> **Objectif visé**
Relevez toutes les organisations désignées par leur nom dans le texte source consacré au vaccin anti-Covid sous forme de pilule.

> **Texte source**
────

Imaginez un vaccin contre le Covid sous forme de pilule : pas besoin de piqûre ou de personnel médical, et une livraison potentielle à domicile.
C’est ce que tente de faire la société pharmaceutique israélienne Oramed, qui doit lancer son premier essai clinique « début août » via sa filiale Oravax, dit à l’AFP son patron Nadav Kidron.
Avec seulement 15 % de la population mondiale entièrement vaccinée, la lutte contre la pandémie est loin d’être terminée.
Les vaccins pris par voie orale sont particulièrement intéressants pour les pays en développement, parce qu’ils allègent la logistique des campagnes de vaccination, selon M. Kidron.
Mais ils pourraient aussi donner une impulsion à l’immunisation dans les pays riches, où la crainte des piqûres est un facteur, passant souvent inaperçu, de l’hésitation à se faire vacciner.
Selon un récent sondage, près de 19 millions d’Américains qui ne veulent pas se faire vacciner accepteraient de le faire sous forme de comprimé si l’option existait.
« Pour que le vaccin marche vraiment bien, il faut que le plus de gens possible le prennent », dit M. Kidron.
Parmi les autres avantages : moins de déchets plastiques et potentiellement moins d’effets secondaires.

────

(Données d'expressions référentielles fondées sur des photos)

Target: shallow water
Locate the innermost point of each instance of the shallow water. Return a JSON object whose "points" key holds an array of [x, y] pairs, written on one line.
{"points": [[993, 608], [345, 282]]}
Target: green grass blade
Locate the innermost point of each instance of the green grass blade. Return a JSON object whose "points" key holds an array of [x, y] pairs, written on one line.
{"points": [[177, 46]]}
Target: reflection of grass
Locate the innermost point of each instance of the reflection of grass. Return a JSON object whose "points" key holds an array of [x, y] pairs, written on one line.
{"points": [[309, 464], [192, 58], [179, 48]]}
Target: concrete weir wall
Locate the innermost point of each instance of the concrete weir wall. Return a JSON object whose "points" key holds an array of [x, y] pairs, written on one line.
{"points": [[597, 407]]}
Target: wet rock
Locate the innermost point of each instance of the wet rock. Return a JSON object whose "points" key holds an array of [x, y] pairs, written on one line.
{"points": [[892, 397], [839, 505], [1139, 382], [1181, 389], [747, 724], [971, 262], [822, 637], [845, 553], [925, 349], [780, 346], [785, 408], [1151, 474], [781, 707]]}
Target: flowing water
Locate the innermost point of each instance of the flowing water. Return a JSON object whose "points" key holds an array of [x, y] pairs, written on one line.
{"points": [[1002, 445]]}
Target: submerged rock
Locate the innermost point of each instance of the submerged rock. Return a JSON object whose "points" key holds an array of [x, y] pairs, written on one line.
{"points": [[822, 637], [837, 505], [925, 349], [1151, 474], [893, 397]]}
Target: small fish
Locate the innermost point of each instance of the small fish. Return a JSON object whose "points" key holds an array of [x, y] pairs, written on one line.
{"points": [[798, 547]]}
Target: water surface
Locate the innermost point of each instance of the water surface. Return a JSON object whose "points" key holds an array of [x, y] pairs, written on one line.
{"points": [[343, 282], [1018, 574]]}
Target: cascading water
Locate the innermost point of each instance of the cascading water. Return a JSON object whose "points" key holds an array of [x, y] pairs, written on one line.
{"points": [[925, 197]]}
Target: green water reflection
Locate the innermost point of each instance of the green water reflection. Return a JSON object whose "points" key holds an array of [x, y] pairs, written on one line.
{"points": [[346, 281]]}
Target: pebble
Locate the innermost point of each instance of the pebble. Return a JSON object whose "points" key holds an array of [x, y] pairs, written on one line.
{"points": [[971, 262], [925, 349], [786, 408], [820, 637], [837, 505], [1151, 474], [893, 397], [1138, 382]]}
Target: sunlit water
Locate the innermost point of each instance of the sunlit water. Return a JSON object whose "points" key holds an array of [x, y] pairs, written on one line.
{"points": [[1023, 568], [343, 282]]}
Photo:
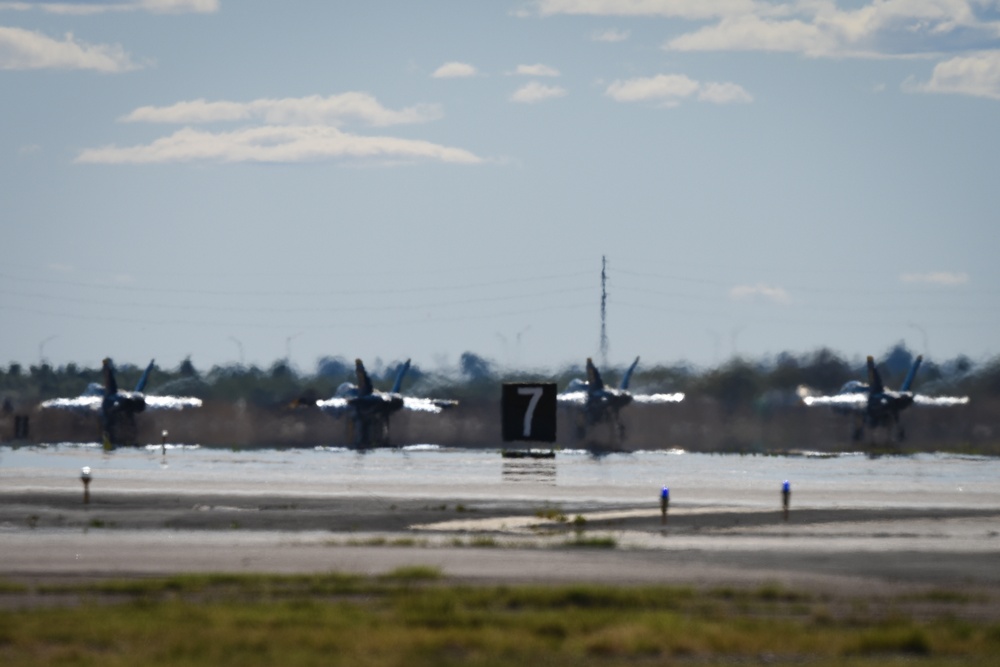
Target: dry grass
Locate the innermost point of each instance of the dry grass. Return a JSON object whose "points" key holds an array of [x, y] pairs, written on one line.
{"points": [[413, 617]]}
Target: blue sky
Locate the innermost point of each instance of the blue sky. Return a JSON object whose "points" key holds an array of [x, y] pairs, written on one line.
{"points": [[248, 180]]}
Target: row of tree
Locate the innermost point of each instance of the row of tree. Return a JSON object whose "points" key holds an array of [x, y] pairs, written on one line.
{"points": [[738, 382]]}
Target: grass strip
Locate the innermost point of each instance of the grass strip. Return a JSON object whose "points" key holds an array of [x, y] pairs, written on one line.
{"points": [[414, 616]]}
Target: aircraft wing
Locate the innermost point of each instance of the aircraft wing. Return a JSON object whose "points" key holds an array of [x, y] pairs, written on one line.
{"points": [[658, 398], [85, 404], [333, 406], [572, 398], [433, 405], [171, 402], [838, 400], [939, 401]]}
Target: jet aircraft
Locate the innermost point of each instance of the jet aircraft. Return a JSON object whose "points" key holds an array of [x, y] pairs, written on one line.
{"points": [[117, 408], [368, 410], [874, 406], [594, 404]]}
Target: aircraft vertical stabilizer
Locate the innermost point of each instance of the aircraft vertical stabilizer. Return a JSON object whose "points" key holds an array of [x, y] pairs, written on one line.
{"points": [[628, 374], [141, 386], [364, 382], [398, 384], [594, 381], [875, 385], [912, 374], [110, 386]]}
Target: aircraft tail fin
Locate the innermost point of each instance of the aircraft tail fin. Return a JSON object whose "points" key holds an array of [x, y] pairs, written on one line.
{"points": [[594, 381], [141, 387], [398, 384], [628, 374], [108, 368], [875, 385], [912, 374], [364, 382]]}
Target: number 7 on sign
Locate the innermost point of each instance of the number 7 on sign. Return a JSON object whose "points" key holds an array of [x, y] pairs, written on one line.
{"points": [[529, 414]]}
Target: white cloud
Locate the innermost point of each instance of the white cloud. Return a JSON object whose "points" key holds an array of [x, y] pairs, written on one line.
{"points": [[271, 144], [537, 70], [872, 28], [760, 291], [84, 8], [312, 110], [751, 33], [610, 36], [977, 75], [454, 70], [689, 9], [670, 89], [536, 92], [23, 49], [946, 278], [724, 93]]}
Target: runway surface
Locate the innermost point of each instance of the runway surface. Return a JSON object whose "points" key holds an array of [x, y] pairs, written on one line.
{"points": [[854, 523]]}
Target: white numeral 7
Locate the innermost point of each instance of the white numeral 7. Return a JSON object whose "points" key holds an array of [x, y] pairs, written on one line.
{"points": [[536, 394]]}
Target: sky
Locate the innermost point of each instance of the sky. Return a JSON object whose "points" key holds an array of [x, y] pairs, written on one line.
{"points": [[243, 182]]}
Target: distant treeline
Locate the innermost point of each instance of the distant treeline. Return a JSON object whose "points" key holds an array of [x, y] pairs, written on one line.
{"points": [[737, 382], [742, 405]]}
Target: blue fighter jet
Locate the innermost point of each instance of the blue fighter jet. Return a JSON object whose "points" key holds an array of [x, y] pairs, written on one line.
{"points": [[368, 410], [117, 408], [872, 405], [594, 404]]}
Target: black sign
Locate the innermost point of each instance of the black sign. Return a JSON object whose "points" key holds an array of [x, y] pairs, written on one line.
{"points": [[529, 411]]}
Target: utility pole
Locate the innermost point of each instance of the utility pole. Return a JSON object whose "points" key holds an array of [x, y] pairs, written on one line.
{"points": [[604, 311]]}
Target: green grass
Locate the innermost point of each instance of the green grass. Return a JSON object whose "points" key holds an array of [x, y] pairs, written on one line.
{"points": [[413, 616]]}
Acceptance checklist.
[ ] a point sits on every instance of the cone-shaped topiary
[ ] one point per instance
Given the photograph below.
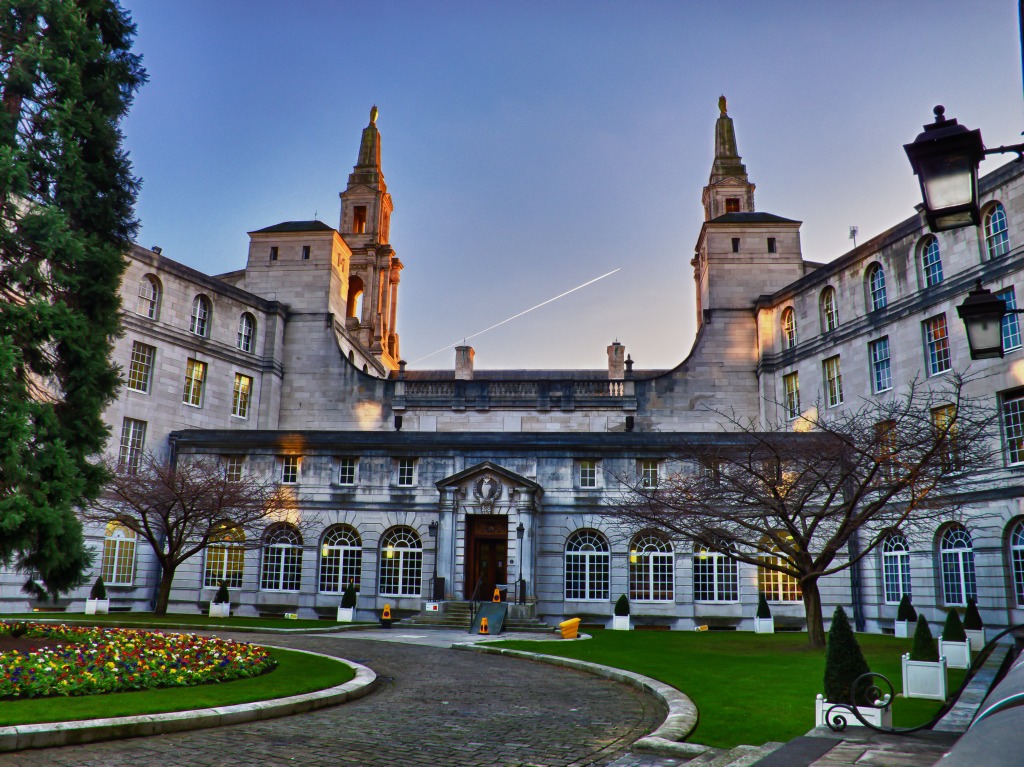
(905, 611)
(953, 629)
(924, 647)
(972, 619)
(348, 598)
(844, 662)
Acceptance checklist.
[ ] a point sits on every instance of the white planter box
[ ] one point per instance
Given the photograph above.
(878, 717)
(97, 606)
(925, 678)
(957, 653)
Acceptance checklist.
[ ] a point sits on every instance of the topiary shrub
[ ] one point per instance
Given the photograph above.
(844, 662)
(924, 647)
(952, 631)
(972, 619)
(349, 597)
(905, 611)
(98, 591)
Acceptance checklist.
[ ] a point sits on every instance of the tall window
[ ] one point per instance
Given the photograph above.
(792, 382)
(240, 397)
(225, 558)
(937, 345)
(715, 577)
(148, 297)
(118, 566)
(877, 287)
(931, 261)
(996, 239)
(195, 375)
(956, 555)
(829, 310)
(282, 568)
(247, 331)
(132, 441)
(895, 568)
(140, 368)
(651, 566)
(200, 325)
(834, 382)
(341, 559)
(587, 566)
(401, 563)
(1011, 324)
(788, 328)
(882, 374)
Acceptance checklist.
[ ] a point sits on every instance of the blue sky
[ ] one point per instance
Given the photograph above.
(531, 146)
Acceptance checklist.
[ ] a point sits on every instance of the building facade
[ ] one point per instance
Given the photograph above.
(454, 481)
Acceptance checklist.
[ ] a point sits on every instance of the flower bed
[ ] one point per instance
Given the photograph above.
(90, 661)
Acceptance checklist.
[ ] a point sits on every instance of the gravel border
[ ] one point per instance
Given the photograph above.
(91, 730)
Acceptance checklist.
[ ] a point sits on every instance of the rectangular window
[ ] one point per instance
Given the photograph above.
(240, 398)
(132, 441)
(195, 375)
(882, 376)
(140, 368)
(1011, 324)
(792, 383)
(937, 345)
(834, 382)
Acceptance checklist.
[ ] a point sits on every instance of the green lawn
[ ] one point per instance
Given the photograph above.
(296, 673)
(749, 688)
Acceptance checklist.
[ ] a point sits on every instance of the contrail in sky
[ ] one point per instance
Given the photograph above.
(514, 316)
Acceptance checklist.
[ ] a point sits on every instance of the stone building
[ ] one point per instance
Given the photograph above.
(460, 479)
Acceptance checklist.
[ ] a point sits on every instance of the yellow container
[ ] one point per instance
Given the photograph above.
(569, 628)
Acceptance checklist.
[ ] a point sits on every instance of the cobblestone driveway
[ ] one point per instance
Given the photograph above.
(436, 708)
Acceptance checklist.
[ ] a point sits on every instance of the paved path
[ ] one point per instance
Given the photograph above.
(437, 708)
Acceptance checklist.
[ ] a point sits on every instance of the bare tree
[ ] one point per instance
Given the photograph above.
(181, 509)
(793, 500)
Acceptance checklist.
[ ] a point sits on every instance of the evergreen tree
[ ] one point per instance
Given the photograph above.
(844, 661)
(67, 79)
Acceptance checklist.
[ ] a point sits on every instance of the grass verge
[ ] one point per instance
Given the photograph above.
(296, 673)
(749, 688)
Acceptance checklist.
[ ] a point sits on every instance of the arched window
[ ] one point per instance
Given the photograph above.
(225, 558)
(651, 566)
(931, 261)
(895, 567)
(341, 559)
(1017, 560)
(715, 577)
(201, 316)
(401, 563)
(829, 310)
(282, 568)
(788, 328)
(247, 332)
(996, 239)
(877, 287)
(587, 566)
(148, 297)
(956, 555)
(118, 566)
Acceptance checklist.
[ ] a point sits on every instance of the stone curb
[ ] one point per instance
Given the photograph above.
(678, 724)
(90, 730)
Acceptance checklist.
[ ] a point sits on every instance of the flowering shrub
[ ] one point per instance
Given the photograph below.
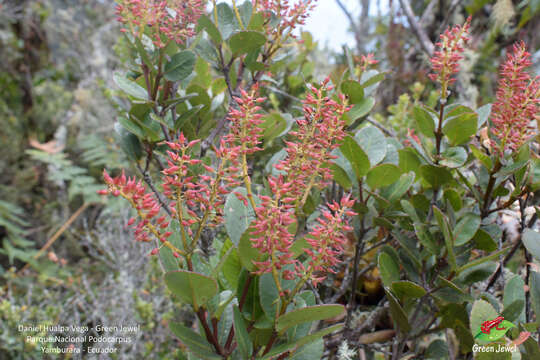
(247, 242)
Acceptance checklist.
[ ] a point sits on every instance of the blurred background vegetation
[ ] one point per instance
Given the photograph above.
(61, 245)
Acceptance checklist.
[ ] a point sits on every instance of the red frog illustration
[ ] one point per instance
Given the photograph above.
(490, 324)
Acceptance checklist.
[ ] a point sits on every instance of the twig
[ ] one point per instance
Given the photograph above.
(426, 43)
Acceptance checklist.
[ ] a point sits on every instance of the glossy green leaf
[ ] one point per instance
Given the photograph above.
(244, 42)
(514, 290)
(356, 156)
(241, 334)
(208, 25)
(436, 176)
(383, 175)
(130, 87)
(237, 214)
(534, 286)
(373, 142)
(308, 314)
(454, 157)
(353, 90)
(194, 342)
(191, 287)
(398, 314)
(460, 128)
(442, 220)
(301, 342)
(180, 66)
(388, 268)
(424, 121)
(466, 228)
(531, 241)
(361, 109)
(407, 288)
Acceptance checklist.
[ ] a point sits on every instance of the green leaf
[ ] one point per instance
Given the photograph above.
(241, 334)
(408, 160)
(361, 109)
(356, 156)
(312, 351)
(207, 24)
(483, 114)
(227, 22)
(353, 90)
(180, 66)
(481, 311)
(190, 287)
(454, 157)
(534, 286)
(513, 310)
(479, 154)
(436, 176)
(388, 268)
(269, 295)
(484, 259)
(244, 42)
(308, 314)
(129, 143)
(383, 175)
(395, 191)
(442, 220)
(466, 228)
(531, 241)
(340, 176)
(130, 87)
(397, 312)
(186, 115)
(194, 342)
(247, 252)
(408, 289)
(373, 142)
(237, 215)
(460, 128)
(514, 290)
(424, 121)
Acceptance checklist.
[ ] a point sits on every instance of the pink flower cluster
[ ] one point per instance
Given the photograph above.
(319, 132)
(518, 99)
(245, 132)
(271, 235)
(290, 15)
(306, 166)
(171, 19)
(327, 238)
(445, 61)
(146, 205)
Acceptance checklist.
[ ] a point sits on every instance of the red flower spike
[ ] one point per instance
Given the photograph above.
(445, 61)
(517, 104)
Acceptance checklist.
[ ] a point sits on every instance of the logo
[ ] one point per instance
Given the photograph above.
(493, 330)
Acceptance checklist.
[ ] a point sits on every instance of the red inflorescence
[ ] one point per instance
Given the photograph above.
(445, 61)
(290, 16)
(271, 235)
(165, 19)
(319, 132)
(200, 194)
(518, 99)
(245, 132)
(328, 237)
(146, 205)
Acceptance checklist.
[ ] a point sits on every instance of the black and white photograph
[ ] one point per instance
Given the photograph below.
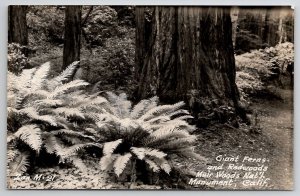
(150, 97)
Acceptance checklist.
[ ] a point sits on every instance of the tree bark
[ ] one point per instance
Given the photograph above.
(187, 53)
(17, 25)
(234, 14)
(72, 35)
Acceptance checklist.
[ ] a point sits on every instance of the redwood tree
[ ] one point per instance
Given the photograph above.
(185, 53)
(17, 25)
(72, 35)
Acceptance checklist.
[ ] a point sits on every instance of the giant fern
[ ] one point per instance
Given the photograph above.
(43, 113)
(147, 132)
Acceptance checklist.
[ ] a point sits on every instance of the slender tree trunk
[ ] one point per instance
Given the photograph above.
(17, 25)
(72, 35)
(187, 55)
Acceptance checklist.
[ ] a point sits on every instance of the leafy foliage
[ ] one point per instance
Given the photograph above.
(16, 58)
(260, 68)
(148, 133)
(43, 114)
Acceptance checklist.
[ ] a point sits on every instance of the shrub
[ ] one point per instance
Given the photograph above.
(16, 58)
(146, 137)
(44, 116)
(260, 69)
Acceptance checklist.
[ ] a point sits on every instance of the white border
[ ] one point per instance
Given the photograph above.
(3, 60)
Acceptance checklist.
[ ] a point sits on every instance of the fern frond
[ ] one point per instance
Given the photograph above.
(72, 150)
(72, 133)
(177, 143)
(77, 162)
(109, 147)
(120, 163)
(67, 73)
(48, 103)
(39, 76)
(142, 152)
(66, 87)
(31, 135)
(69, 112)
(106, 162)
(143, 106)
(51, 144)
(165, 166)
(24, 80)
(185, 117)
(33, 114)
(11, 154)
(120, 104)
(152, 165)
(179, 112)
(19, 165)
(161, 110)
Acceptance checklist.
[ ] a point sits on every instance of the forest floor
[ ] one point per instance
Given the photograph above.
(277, 123)
(269, 144)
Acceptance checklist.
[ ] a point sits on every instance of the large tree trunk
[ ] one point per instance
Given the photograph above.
(17, 25)
(234, 14)
(187, 54)
(72, 35)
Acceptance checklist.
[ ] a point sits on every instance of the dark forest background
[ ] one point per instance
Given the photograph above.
(232, 66)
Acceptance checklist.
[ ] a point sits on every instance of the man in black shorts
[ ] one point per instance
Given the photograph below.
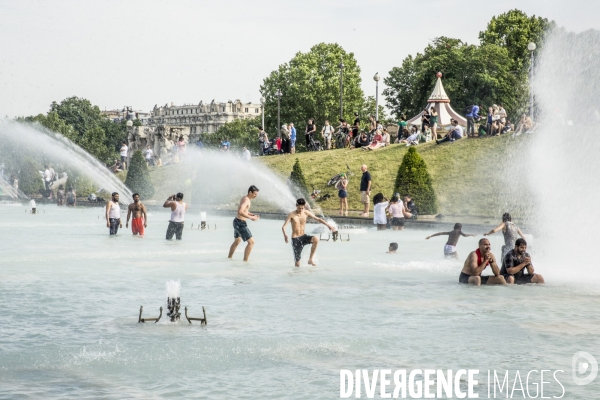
(240, 228)
(476, 262)
(299, 238)
(514, 264)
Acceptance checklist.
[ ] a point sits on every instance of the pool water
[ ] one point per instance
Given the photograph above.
(71, 297)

────

> **Réponse attendue**
Oramed, Oravax, AFP